Content starts

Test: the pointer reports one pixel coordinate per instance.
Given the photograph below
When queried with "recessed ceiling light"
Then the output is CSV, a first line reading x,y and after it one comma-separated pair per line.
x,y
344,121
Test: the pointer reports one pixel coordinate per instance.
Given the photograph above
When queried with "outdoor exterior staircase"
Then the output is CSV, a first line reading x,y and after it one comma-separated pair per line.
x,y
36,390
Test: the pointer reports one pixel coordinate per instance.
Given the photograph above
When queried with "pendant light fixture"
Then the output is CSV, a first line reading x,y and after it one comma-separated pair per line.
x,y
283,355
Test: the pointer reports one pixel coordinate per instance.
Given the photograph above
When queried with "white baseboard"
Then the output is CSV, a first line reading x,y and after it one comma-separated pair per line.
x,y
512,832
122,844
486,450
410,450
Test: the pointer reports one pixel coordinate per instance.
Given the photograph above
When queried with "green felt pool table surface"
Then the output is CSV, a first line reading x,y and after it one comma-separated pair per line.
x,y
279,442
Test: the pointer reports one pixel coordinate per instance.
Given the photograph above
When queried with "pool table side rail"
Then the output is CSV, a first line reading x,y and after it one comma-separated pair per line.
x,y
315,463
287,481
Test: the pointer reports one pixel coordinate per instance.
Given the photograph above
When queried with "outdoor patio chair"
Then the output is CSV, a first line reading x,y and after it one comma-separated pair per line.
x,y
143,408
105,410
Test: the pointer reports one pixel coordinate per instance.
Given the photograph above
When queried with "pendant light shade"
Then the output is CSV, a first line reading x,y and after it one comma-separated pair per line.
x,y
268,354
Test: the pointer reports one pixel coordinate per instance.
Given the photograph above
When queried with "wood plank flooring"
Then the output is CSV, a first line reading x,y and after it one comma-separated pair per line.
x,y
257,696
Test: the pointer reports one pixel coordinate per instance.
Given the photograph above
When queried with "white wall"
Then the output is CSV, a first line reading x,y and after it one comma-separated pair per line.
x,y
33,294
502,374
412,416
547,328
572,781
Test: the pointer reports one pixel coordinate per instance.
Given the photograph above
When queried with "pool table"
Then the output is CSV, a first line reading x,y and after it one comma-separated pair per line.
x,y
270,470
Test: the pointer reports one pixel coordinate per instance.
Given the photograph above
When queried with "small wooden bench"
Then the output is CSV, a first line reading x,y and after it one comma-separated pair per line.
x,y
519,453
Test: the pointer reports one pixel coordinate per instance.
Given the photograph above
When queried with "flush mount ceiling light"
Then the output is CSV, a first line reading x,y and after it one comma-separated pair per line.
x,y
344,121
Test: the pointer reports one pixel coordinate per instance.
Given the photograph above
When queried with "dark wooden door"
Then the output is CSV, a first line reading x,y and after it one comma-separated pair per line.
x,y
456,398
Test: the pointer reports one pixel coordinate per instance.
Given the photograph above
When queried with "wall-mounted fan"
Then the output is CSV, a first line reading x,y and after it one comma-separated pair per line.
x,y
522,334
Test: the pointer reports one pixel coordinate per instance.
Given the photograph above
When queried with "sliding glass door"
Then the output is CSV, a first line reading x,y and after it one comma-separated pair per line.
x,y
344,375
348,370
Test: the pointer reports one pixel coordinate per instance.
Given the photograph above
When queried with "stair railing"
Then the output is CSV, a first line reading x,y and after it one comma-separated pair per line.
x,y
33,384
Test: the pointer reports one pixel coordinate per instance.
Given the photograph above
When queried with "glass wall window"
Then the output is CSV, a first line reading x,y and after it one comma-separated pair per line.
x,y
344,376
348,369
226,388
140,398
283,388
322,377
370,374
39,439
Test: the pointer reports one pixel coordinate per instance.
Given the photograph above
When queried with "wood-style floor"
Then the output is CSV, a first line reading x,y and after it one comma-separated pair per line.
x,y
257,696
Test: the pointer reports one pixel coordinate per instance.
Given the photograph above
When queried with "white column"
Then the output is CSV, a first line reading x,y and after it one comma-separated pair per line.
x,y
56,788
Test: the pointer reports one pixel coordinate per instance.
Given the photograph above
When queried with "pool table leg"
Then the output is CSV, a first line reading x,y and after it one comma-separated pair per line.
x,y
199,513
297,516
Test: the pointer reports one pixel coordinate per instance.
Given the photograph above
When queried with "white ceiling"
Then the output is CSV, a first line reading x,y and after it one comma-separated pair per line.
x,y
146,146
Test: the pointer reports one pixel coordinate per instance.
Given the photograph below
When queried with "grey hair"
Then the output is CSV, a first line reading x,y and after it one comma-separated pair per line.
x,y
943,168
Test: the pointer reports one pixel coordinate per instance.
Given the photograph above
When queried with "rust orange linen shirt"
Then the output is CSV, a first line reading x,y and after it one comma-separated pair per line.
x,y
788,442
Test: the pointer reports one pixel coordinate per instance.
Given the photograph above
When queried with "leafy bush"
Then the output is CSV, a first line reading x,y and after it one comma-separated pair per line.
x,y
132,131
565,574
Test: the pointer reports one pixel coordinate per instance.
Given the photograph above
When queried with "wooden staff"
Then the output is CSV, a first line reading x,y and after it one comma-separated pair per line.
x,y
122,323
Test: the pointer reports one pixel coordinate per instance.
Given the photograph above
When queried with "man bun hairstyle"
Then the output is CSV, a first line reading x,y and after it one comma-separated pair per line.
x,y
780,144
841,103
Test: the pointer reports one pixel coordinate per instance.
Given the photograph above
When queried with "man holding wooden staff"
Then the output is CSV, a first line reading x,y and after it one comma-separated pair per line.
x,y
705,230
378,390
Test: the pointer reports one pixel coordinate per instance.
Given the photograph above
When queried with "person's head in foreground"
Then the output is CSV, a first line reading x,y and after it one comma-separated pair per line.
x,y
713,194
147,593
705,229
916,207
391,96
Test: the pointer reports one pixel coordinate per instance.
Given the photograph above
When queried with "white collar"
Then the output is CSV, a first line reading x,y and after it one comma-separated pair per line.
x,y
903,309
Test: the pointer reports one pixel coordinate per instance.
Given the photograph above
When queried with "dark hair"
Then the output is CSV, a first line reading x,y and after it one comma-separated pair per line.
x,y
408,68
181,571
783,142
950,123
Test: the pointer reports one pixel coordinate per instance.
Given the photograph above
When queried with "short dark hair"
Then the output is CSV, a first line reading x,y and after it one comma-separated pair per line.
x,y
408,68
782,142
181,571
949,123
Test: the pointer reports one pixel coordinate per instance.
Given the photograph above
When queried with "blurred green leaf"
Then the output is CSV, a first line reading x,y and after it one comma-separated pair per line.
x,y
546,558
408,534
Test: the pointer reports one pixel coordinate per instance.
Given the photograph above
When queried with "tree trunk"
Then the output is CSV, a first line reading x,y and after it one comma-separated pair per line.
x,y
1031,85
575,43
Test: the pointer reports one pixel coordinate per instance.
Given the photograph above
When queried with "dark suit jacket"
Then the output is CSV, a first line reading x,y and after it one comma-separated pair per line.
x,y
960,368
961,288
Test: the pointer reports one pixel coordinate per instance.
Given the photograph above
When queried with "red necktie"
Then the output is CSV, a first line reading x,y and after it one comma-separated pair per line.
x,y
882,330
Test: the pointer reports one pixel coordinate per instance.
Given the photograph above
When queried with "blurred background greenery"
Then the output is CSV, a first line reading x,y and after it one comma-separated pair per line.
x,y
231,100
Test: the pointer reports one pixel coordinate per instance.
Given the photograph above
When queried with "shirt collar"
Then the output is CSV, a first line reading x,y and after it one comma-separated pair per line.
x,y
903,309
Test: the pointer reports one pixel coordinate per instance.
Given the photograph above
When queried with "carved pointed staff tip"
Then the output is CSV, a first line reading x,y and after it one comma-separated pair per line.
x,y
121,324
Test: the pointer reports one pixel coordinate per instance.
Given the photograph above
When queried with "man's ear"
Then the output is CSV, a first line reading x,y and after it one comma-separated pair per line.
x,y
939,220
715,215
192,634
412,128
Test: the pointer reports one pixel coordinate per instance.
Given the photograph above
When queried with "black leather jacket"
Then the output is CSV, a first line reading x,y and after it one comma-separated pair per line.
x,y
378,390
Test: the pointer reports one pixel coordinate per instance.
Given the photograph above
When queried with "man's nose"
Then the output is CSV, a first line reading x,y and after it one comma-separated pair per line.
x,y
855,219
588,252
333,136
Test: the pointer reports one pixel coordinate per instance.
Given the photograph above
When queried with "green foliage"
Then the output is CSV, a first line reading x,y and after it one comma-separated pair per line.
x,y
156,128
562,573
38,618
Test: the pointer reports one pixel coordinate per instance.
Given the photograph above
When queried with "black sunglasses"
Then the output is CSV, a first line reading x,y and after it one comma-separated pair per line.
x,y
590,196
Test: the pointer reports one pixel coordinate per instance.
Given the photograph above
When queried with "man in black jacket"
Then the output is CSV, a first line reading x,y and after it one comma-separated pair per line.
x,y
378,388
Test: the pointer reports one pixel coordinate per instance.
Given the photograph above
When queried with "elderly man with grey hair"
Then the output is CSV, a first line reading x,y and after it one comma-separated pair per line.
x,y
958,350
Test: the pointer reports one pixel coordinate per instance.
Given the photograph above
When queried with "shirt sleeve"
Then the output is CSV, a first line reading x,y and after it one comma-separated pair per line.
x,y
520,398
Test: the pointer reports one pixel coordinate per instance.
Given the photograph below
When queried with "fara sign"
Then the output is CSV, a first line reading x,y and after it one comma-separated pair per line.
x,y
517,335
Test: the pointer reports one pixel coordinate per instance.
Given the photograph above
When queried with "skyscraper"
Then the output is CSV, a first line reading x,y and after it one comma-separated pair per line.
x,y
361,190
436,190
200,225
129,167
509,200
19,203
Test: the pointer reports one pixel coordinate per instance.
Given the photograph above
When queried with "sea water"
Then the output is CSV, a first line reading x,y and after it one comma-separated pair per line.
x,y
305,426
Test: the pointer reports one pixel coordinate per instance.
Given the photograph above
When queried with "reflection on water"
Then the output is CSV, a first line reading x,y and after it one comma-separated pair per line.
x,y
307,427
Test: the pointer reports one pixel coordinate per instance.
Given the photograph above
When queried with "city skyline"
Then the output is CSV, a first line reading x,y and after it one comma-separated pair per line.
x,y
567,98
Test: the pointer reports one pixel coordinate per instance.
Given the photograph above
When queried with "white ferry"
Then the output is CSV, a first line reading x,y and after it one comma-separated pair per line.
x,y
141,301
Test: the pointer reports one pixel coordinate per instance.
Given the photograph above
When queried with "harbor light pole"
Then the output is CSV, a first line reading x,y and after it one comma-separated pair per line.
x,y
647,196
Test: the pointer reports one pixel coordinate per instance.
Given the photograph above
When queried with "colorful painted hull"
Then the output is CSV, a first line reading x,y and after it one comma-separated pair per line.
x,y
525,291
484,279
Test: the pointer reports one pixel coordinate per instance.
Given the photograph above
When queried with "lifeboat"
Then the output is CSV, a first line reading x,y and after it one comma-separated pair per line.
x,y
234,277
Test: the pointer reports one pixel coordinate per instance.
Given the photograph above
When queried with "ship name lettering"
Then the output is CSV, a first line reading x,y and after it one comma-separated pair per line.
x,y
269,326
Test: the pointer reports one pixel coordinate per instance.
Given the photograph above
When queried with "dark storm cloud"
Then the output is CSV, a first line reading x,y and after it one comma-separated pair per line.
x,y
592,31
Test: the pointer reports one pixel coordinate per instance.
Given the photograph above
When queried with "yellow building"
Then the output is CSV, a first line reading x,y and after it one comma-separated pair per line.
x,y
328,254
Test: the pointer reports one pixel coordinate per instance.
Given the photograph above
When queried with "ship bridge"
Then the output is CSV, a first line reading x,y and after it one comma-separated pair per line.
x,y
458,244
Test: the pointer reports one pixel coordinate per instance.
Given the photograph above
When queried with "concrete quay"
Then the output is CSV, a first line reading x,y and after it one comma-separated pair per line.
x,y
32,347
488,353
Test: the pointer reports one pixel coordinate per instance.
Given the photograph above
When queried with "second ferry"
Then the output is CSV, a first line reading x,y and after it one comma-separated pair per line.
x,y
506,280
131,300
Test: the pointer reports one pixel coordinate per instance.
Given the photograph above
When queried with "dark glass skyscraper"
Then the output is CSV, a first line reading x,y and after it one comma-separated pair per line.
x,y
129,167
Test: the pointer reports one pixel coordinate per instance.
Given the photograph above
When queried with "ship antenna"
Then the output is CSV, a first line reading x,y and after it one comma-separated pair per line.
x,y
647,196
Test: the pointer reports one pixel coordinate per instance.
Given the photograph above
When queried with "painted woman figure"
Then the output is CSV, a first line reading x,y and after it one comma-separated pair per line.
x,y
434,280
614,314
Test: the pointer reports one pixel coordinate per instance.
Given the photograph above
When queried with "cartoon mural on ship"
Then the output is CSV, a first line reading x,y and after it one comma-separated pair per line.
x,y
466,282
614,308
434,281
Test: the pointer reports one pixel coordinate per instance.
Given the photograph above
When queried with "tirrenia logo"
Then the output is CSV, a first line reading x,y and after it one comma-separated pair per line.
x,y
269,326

Content ends

What needs to be done: Gather and copy every line of the data in which the string "pendant" is found.

Task response:
When queried with "pendant light fixture"
When queried with "pendant light shade"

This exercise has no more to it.